Labeled-object pointing entries:
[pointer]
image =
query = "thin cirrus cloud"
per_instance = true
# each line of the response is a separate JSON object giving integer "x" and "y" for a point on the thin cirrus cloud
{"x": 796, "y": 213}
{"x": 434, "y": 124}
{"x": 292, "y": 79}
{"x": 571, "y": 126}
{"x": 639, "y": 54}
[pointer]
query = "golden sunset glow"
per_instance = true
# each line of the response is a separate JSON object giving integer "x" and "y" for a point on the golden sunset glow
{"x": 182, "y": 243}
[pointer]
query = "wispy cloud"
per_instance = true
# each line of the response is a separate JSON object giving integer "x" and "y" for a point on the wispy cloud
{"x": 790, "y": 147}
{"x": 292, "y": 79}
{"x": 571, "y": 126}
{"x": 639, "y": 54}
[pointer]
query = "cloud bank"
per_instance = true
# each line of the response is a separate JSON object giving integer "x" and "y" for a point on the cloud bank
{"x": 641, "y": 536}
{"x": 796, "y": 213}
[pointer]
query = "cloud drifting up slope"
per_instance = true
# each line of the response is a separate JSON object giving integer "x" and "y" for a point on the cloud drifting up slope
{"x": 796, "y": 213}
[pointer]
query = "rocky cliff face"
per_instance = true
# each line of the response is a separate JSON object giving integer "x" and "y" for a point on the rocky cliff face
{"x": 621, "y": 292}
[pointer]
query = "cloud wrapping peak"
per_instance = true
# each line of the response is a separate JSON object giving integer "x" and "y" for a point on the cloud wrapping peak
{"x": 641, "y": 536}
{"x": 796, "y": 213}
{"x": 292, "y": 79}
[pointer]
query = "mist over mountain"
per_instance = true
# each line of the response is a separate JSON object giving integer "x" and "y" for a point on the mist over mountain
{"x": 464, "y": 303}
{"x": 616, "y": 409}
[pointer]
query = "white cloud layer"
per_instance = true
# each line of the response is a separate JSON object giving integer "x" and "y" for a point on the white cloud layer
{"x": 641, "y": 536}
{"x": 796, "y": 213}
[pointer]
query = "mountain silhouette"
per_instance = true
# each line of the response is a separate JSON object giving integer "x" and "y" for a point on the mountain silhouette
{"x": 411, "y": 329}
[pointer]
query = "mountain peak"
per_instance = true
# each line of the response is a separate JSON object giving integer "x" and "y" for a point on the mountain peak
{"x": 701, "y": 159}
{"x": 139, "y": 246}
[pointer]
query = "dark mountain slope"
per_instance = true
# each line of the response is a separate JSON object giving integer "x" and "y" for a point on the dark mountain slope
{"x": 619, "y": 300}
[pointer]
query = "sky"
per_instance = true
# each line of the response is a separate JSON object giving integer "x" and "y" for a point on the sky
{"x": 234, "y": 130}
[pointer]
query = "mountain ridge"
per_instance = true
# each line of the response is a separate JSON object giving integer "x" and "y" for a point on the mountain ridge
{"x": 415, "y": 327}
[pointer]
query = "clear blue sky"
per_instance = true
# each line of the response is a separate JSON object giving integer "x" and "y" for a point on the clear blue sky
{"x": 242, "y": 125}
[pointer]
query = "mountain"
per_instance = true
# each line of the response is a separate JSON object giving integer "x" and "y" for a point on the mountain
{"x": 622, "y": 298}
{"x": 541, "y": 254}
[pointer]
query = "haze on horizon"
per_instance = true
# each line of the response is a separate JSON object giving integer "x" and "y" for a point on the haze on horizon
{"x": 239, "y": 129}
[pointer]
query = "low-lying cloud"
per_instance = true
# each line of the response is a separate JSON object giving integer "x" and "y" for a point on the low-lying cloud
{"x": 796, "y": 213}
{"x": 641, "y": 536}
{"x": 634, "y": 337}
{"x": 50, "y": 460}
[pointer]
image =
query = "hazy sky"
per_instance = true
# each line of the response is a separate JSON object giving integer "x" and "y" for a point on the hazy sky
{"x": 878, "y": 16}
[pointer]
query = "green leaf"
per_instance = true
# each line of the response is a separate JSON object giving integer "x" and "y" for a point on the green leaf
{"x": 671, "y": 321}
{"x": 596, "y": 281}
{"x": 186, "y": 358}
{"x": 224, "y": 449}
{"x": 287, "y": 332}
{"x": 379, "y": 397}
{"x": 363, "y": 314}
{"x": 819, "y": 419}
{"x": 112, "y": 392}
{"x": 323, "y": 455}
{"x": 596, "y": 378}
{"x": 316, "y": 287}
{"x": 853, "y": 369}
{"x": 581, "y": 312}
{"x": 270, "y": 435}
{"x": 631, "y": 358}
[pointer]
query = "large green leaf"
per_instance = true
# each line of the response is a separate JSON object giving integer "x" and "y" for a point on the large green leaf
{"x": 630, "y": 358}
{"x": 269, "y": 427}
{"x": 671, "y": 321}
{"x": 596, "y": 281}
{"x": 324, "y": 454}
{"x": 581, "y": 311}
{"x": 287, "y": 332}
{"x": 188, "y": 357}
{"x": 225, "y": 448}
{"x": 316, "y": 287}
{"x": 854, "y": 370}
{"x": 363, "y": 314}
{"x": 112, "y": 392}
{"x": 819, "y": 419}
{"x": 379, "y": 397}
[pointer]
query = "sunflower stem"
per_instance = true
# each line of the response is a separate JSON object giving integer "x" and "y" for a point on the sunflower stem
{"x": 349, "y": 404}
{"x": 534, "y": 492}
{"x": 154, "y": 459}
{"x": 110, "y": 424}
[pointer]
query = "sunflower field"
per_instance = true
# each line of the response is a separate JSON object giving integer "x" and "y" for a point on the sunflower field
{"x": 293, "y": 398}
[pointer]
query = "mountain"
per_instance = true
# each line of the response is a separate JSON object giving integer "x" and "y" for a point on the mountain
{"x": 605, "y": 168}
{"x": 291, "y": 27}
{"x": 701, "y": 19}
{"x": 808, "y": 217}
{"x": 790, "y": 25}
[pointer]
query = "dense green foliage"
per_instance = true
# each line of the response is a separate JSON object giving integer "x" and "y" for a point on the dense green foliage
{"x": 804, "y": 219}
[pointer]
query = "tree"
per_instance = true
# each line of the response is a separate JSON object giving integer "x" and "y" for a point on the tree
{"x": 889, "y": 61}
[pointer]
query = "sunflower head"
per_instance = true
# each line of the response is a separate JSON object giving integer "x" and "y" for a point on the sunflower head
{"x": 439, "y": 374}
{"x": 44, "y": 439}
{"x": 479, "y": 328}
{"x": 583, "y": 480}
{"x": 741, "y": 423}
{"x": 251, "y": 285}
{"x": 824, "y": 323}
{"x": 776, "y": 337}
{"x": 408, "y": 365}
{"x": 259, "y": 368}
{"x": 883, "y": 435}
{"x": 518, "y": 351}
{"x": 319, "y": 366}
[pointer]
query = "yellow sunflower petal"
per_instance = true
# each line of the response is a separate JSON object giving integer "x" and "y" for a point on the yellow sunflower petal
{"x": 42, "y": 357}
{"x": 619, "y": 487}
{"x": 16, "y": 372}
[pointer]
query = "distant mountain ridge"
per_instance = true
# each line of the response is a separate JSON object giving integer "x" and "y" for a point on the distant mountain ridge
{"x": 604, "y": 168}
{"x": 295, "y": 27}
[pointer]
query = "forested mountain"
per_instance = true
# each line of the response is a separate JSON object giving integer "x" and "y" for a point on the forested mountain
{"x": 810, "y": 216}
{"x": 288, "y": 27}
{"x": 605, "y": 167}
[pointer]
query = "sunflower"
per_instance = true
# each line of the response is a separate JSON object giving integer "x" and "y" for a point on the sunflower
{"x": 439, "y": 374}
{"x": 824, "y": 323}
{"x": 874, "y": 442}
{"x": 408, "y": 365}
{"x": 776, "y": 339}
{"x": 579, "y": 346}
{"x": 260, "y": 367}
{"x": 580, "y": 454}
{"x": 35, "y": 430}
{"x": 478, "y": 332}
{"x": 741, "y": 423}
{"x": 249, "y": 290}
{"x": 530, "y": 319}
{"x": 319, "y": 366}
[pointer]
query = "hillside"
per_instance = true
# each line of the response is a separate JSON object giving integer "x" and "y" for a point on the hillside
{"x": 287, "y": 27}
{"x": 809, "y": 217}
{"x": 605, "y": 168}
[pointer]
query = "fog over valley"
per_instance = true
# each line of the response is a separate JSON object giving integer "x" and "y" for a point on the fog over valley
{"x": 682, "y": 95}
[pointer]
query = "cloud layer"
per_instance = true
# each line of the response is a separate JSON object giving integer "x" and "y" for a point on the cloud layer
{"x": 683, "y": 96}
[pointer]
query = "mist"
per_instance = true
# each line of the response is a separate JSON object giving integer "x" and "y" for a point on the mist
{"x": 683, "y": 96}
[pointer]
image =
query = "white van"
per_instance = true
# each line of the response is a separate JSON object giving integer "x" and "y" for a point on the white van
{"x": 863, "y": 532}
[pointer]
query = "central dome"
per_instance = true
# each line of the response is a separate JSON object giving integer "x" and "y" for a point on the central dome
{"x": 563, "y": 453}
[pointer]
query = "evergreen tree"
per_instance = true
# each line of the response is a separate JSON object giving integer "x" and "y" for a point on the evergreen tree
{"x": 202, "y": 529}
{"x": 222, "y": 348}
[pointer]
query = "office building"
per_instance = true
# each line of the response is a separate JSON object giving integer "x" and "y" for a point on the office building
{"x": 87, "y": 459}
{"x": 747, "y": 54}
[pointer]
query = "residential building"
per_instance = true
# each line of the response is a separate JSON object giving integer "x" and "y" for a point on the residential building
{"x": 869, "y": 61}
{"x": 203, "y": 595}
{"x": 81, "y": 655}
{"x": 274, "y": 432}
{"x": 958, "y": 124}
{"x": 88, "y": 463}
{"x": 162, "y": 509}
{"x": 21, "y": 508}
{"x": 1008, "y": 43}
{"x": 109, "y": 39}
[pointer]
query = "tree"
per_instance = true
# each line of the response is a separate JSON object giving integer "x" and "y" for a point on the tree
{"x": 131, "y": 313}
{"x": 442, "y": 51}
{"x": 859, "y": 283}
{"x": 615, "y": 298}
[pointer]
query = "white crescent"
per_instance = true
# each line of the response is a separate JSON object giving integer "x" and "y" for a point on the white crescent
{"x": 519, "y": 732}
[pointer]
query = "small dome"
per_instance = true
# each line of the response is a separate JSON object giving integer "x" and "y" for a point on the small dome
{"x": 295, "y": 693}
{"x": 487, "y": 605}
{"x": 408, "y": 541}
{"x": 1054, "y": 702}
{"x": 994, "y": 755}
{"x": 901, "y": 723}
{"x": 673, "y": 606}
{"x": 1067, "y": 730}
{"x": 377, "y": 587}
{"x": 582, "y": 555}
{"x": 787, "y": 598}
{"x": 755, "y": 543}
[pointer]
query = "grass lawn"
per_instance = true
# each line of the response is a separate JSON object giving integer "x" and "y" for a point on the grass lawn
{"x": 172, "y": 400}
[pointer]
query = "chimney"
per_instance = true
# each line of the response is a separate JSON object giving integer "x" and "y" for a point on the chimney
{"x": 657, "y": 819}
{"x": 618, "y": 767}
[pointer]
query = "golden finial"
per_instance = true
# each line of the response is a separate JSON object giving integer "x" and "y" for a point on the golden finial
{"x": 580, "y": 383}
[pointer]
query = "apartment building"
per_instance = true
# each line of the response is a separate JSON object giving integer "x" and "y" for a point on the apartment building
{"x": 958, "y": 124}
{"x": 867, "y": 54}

* **Exercise requirements**
From the data above, pick out every line that contains the string "peak" and copy each one.

* **The output**
query = "cloud wrapping peak"
# each line of the response is a separate JSON object giving integer "x" and "y" for a point on the cloud wrapping peak
query = "mountain peak"
# each line of the response is a separate JSON object giving integer "x" and "y" for a point on the mountain peak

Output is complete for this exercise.